══ Records shown ══

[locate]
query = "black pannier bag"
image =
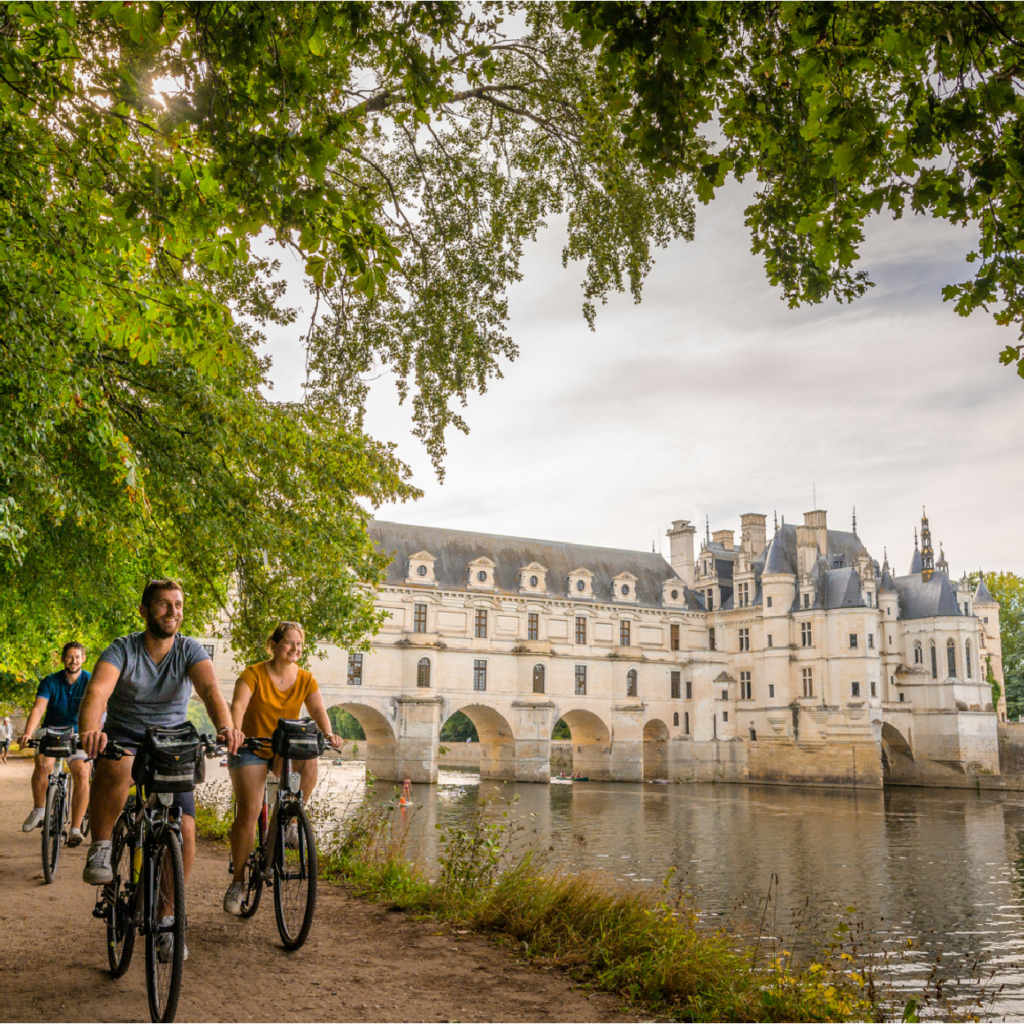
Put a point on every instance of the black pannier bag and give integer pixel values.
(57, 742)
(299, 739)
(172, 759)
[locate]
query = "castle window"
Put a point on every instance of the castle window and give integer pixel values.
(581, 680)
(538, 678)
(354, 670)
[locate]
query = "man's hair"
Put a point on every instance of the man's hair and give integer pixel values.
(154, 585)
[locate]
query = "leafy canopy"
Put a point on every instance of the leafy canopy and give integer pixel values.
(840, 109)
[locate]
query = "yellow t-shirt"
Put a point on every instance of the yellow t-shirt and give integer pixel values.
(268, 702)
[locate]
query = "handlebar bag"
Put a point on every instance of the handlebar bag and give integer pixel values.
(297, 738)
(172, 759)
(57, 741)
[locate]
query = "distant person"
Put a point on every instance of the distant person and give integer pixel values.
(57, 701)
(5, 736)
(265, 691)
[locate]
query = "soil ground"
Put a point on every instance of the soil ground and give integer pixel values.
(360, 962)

═══
══ Records shown ══

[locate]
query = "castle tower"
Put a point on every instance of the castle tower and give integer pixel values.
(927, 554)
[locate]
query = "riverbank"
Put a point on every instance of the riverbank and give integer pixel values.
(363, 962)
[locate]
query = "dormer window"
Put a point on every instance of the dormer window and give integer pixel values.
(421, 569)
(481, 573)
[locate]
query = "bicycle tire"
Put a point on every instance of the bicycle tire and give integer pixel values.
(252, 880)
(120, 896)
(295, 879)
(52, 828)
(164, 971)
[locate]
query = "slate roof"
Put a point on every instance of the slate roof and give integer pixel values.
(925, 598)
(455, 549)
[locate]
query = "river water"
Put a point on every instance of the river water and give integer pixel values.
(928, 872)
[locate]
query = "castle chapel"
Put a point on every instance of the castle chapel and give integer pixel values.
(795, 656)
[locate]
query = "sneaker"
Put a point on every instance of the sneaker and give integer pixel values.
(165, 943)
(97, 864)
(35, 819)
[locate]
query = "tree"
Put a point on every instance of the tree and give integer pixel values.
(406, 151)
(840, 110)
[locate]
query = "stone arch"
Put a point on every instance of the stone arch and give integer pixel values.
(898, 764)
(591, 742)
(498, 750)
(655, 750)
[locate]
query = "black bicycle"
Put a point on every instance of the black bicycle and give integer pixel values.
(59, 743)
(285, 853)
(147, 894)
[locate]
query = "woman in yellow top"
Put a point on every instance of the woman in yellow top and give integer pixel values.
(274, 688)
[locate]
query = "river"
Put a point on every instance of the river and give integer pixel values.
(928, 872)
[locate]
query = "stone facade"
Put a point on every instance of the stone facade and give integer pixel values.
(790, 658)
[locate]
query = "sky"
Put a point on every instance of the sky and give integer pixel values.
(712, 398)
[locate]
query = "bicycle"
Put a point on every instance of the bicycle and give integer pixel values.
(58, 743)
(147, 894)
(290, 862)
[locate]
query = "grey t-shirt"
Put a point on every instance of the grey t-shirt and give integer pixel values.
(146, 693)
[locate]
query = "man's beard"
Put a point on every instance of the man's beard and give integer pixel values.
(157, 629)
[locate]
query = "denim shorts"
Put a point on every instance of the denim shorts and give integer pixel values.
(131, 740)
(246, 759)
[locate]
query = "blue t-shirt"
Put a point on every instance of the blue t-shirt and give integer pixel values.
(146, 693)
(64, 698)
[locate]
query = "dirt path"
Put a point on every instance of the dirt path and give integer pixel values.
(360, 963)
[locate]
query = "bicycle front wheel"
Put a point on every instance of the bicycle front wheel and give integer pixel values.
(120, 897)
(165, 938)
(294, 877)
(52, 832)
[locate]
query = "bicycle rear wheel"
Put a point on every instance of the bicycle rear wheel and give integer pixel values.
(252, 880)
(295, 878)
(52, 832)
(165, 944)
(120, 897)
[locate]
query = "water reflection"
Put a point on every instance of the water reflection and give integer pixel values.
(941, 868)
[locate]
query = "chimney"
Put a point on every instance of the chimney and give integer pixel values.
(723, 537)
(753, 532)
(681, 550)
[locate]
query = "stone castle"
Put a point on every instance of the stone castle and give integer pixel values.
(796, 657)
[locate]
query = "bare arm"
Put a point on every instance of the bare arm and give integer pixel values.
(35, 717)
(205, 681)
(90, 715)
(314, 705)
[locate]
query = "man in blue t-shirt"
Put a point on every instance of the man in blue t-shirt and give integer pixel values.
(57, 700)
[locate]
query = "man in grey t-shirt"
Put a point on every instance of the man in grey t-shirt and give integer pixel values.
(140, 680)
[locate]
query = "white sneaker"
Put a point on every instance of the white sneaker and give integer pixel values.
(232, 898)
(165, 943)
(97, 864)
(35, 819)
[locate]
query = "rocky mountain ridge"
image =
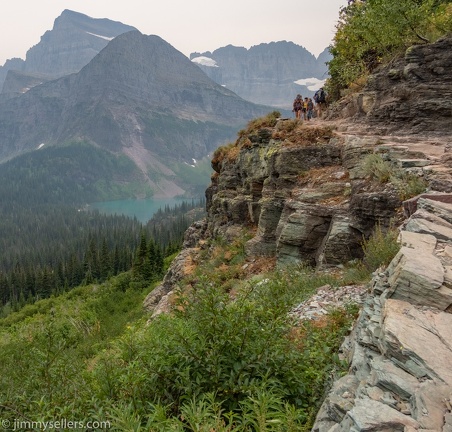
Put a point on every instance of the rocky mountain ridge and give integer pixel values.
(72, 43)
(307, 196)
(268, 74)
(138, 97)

═══

■ Written instruction: Pick out every line of the entries above that contains the string "hair", matching case exactly, and copy each one.

■ Written reply:
query = "man's hair"
Put a point on every instance of the man's hair and give integer pixel values.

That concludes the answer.